EXERCISE AIM: Give back all the records below, unaltered.

Stored records:
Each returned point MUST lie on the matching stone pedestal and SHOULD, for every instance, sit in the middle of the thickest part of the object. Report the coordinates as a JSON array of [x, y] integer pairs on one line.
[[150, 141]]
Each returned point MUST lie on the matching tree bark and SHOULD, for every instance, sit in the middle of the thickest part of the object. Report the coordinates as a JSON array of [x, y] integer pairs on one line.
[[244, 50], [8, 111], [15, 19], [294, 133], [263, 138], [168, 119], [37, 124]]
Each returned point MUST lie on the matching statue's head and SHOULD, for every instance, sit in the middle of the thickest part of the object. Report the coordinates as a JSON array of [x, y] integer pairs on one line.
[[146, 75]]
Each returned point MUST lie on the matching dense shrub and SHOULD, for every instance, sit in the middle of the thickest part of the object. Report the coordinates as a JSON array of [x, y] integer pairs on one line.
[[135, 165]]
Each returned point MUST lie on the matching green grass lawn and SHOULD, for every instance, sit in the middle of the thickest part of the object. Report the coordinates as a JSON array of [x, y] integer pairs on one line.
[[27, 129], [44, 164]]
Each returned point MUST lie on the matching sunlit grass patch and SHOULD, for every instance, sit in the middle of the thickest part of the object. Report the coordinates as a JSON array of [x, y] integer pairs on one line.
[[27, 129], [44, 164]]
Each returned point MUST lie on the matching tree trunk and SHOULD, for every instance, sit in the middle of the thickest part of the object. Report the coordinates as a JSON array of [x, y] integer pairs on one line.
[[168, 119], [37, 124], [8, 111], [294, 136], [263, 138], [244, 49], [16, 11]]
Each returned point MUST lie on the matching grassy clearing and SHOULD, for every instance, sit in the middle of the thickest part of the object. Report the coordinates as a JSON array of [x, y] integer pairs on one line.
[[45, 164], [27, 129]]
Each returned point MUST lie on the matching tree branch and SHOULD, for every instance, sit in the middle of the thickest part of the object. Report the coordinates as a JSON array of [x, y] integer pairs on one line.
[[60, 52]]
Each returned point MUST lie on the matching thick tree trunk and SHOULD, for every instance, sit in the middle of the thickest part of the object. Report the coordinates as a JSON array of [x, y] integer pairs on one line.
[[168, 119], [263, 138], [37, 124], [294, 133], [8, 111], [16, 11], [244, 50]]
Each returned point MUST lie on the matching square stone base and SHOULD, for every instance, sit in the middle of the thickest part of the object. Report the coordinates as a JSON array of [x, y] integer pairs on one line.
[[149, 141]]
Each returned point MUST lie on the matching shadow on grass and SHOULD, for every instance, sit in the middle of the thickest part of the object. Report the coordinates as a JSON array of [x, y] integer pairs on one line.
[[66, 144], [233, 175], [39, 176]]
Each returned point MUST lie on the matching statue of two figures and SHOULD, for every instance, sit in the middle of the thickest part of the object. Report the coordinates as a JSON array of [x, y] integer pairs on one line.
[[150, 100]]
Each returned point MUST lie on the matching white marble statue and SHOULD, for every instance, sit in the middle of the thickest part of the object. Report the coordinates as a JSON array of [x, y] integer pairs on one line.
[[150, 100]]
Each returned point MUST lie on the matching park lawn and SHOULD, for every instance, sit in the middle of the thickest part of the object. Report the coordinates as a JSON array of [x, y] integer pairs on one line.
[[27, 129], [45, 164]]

WRITTEN SOLUTION:
Each returned point MUST lie on the matching stone pedestal and SHOULD, for every instance, sit in the middle of the thickest part of the object. Report the coordinates as a JSON array of [x, y] integer pairs on one line.
[[150, 141]]
Each returned point MUST lie on the matching tree bark and SHOULD, for every instance, sit in the middle of the thickest part of the object. Report the coordinates as a JSON array of [x, y] integer pairs on one line.
[[244, 50], [8, 111], [15, 19], [294, 133], [263, 138], [168, 119], [37, 124]]
Each returned point MUST lie on the matching statue's head and SHOULD, for every instance, sit in the middle of the thickest part of the object. Report the coordinates as a JSON array of [x, y] integer pairs on one line.
[[146, 75]]
Each returned point MUST lie on the matching dense shrub and SHOULD, for every instance, sit in the middle of the thickest part of the object. Report the coordinates as a JSON array of [x, y] integer pairs on one line.
[[135, 165]]
Each returned point MUST lie on the matching green grass lawn and SHOULD, for every instance, sit in the middle of the thickest part of the object. Report the coordinates as a JSON array of [x, y] integer pairs on one line.
[[27, 129], [44, 164]]
Each returned point MUST lie on the matching sunlit grass patch and SHOULD, for every instance, sit in the middle of the thickest part of the object. Report the coordinates as a JSON array of [x, y] integer pairs on one line.
[[27, 129], [44, 164]]
Each returned point MUST lie on the matching tree trunk and SHOULD, for every instance, sit in the middle of the thickest part of the object. Report the coordinates as a JSON array of [x, y] integer pairs on one line.
[[168, 119], [37, 124], [8, 111], [294, 136], [263, 138], [244, 49], [16, 11]]
Each returned point MUST lie on the matching grassy clearing and SHOULD, for every instance, sit in the middle of the thickest part of the object. Report the coordinates as a JSON array of [x, y] integer pairs on one line.
[[45, 164], [27, 129]]
Each returned point MUST lie on the matching tree branch and SHOULD, for every instance, sit in the middle of the thickest part of the object. Report the coordinates as a JSON array of [x, y] integer pairs on one line.
[[60, 52]]
Each returned point MUST lie on the matching thick tree trunk and SHOULD, for every instance, sit in the middle of the thickest part of the object. Report the coordinates as a JSON array of [x, y] integer pairs on one line.
[[168, 119], [263, 138], [37, 124], [294, 133], [8, 111], [16, 11], [244, 50]]
Each returned point MUST lie on the matching square stone base and SHOULD, for every instance, sit in the middle of the thickest part of the object. Report the coordinates as a JSON array of [x, y] integer pairs on one line.
[[149, 141]]
Each returned point MUST lie on the matching shadow on grass and SHOULD, for every instance, sit in the middle of the thickest part of the object. Report the coordinates as a JSON array of [x, y] integer pairs on one line.
[[66, 144], [233, 175], [39, 176]]
Each returned point MUST lie on the matching statue of two figures and SHOULD, for every instance, sit in the middle of the thickest part of the object. Report the coordinates as a JSON array of [x, y] integer pairs on one line.
[[150, 100]]
Each returned point MUST lie on the matching white marble statue and SHOULD, for every instance, sit in the middle of the thickest part of the object. Report the coordinates as a JSON array of [x, y] integer pairs on one line.
[[150, 100]]
Each returned point MUST lie on the matching park lawn and SHOULD, for every instance, sit in the middle of the thickest part of the object. Report the coordinates as a JSON array of [x, y] integer pairs on one line.
[[27, 129], [45, 164]]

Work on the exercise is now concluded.